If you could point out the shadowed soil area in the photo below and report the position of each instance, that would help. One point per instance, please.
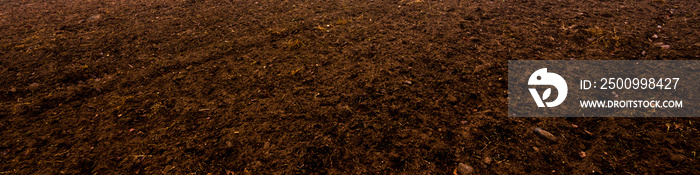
(323, 87)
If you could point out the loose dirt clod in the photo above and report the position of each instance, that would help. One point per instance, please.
(488, 160)
(544, 134)
(463, 169)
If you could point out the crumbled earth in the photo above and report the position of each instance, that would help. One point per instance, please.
(323, 87)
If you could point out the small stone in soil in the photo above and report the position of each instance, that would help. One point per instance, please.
(463, 169)
(544, 134)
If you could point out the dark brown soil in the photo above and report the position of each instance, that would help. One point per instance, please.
(323, 87)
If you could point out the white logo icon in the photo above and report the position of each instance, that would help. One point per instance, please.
(542, 77)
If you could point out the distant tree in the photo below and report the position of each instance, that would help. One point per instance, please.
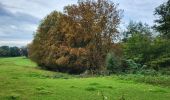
(4, 51)
(137, 28)
(77, 39)
(14, 51)
(24, 51)
(137, 42)
(163, 22)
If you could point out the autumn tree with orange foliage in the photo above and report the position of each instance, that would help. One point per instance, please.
(77, 39)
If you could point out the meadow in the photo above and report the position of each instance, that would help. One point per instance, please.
(21, 79)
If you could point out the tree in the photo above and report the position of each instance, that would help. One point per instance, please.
(77, 39)
(14, 51)
(4, 51)
(163, 22)
(137, 28)
(137, 42)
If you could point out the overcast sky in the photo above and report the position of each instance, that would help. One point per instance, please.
(19, 18)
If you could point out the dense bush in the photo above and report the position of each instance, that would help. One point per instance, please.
(78, 39)
(113, 62)
(6, 51)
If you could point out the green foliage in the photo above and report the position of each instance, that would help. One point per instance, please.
(112, 62)
(78, 39)
(17, 83)
(129, 66)
(163, 22)
(6, 51)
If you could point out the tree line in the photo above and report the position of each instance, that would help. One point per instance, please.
(82, 38)
(6, 51)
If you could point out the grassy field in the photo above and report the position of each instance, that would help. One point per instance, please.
(21, 79)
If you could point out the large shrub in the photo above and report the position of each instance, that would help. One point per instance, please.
(77, 39)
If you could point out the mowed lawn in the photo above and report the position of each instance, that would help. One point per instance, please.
(21, 79)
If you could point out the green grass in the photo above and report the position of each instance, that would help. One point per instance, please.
(21, 79)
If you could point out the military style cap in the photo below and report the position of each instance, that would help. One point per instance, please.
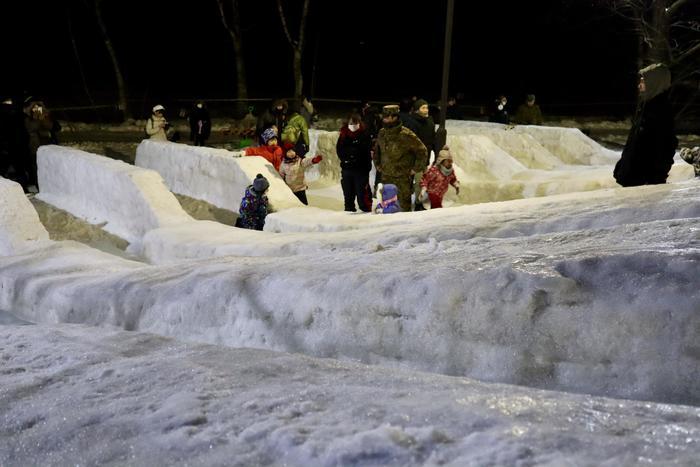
(390, 110)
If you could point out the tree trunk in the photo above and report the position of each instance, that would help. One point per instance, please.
(298, 74)
(296, 45)
(234, 30)
(121, 85)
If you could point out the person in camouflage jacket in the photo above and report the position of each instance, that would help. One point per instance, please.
(692, 157)
(399, 154)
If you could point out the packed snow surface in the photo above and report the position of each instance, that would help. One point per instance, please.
(592, 292)
(77, 395)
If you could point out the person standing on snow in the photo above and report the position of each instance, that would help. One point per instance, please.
(399, 154)
(254, 205)
(499, 114)
(692, 157)
(275, 116)
(438, 178)
(354, 151)
(529, 113)
(296, 131)
(651, 144)
(423, 125)
(270, 150)
(292, 171)
(157, 125)
(200, 124)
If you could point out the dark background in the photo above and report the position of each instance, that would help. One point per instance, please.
(576, 57)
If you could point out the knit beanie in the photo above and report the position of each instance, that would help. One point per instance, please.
(260, 184)
(268, 134)
(444, 154)
(418, 104)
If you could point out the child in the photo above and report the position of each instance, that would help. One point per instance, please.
(270, 151)
(292, 171)
(254, 204)
(692, 157)
(436, 179)
(388, 199)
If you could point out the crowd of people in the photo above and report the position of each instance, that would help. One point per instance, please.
(398, 141)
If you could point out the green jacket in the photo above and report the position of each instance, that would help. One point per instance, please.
(399, 150)
(296, 128)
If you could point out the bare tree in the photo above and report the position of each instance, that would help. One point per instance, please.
(121, 85)
(296, 45)
(667, 31)
(233, 26)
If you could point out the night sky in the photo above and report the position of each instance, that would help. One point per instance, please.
(567, 52)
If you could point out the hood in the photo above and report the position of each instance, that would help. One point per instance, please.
(389, 191)
(657, 79)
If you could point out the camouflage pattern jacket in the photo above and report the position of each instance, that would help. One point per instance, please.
(399, 151)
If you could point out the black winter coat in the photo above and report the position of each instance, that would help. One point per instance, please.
(196, 116)
(353, 149)
(648, 154)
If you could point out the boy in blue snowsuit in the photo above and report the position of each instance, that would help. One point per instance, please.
(254, 204)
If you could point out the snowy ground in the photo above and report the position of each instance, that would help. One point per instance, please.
(589, 292)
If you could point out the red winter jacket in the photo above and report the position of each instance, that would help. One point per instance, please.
(273, 154)
(436, 183)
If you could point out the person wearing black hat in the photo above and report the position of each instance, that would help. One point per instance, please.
(529, 113)
(254, 205)
(651, 144)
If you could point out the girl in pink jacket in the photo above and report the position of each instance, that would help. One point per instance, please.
(437, 179)
(292, 171)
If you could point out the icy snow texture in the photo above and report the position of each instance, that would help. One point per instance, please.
(75, 395)
(128, 200)
(217, 176)
(19, 222)
(593, 292)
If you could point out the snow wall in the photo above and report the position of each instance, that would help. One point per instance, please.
(19, 222)
(216, 176)
(128, 200)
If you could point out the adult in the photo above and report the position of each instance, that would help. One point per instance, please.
(274, 117)
(354, 151)
(14, 144)
(499, 112)
(156, 125)
(529, 112)
(296, 132)
(399, 154)
(41, 129)
(200, 124)
(423, 125)
(651, 144)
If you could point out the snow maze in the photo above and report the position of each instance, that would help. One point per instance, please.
(566, 282)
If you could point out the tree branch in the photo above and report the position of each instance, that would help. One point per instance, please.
(302, 27)
(675, 6)
(284, 24)
(687, 54)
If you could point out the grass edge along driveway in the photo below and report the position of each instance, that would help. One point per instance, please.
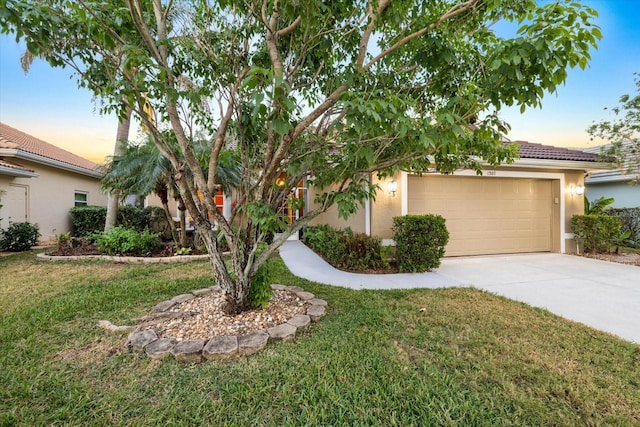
(416, 357)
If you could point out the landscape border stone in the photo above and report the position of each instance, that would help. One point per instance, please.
(123, 259)
(224, 346)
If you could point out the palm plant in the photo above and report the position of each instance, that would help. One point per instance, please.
(143, 170)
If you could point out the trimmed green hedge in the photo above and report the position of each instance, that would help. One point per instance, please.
(127, 241)
(345, 249)
(19, 236)
(88, 220)
(420, 241)
(596, 233)
(630, 218)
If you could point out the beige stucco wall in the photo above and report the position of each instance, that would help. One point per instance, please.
(356, 222)
(386, 206)
(574, 205)
(154, 200)
(51, 195)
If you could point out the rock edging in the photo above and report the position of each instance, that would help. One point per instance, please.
(123, 259)
(224, 346)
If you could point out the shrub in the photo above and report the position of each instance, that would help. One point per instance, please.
(121, 241)
(596, 233)
(420, 241)
(139, 218)
(88, 220)
(345, 249)
(19, 236)
(630, 218)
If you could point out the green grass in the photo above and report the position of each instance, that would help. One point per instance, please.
(418, 357)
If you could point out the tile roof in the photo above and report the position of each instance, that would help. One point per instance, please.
(11, 165)
(529, 150)
(12, 138)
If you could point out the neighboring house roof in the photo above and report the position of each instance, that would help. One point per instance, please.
(14, 143)
(612, 175)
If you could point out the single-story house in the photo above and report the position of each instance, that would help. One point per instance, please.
(40, 182)
(620, 184)
(523, 207)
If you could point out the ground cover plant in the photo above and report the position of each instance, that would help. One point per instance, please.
(418, 357)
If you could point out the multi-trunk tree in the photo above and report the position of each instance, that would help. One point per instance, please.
(329, 92)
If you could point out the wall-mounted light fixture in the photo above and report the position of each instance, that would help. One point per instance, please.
(577, 190)
(392, 187)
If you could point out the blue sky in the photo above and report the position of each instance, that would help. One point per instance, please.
(48, 104)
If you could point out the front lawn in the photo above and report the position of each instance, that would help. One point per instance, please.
(418, 357)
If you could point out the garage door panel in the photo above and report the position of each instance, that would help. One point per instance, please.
(487, 215)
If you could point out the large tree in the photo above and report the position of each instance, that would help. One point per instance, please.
(331, 92)
(623, 134)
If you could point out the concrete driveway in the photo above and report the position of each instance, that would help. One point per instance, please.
(600, 294)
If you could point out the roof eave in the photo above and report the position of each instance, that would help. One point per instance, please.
(19, 173)
(605, 179)
(25, 155)
(562, 164)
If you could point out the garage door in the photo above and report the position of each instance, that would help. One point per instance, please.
(487, 215)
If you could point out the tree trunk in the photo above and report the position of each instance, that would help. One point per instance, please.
(163, 193)
(183, 223)
(122, 135)
(236, 290)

◆ ◆ ◆ ◆ ◆

Objective: Rewrite every line of the listing from the line containing "If you could point out the concrete" through the end of the listing, both ends included. Keep the text lines unchanged, but multiply each coordinate in the answers by 1.85 and round it to a whole number, with halves rounding up.

Finished task:
If you could point out the concrete driveway in the photo above and report the position of each instance, that would help. One point per instance, please.
(1110, 544)
If you could point out the roof eave in the photo above and report the position of each instance, that would help. One point per instance, please.
(35, 320)
(1119, 331)
(46, 287)
(1040, 303)
If you could point out the garage door in the photo above and report the position of each instance, that would help. One point per instance, please.
(901, 398)
If you could point out the tree trunk in the photo above and report the position of each instance, that would help. One point per instance, please.
(302, 357)
(339, 413)
(226, 250)
(437, 537)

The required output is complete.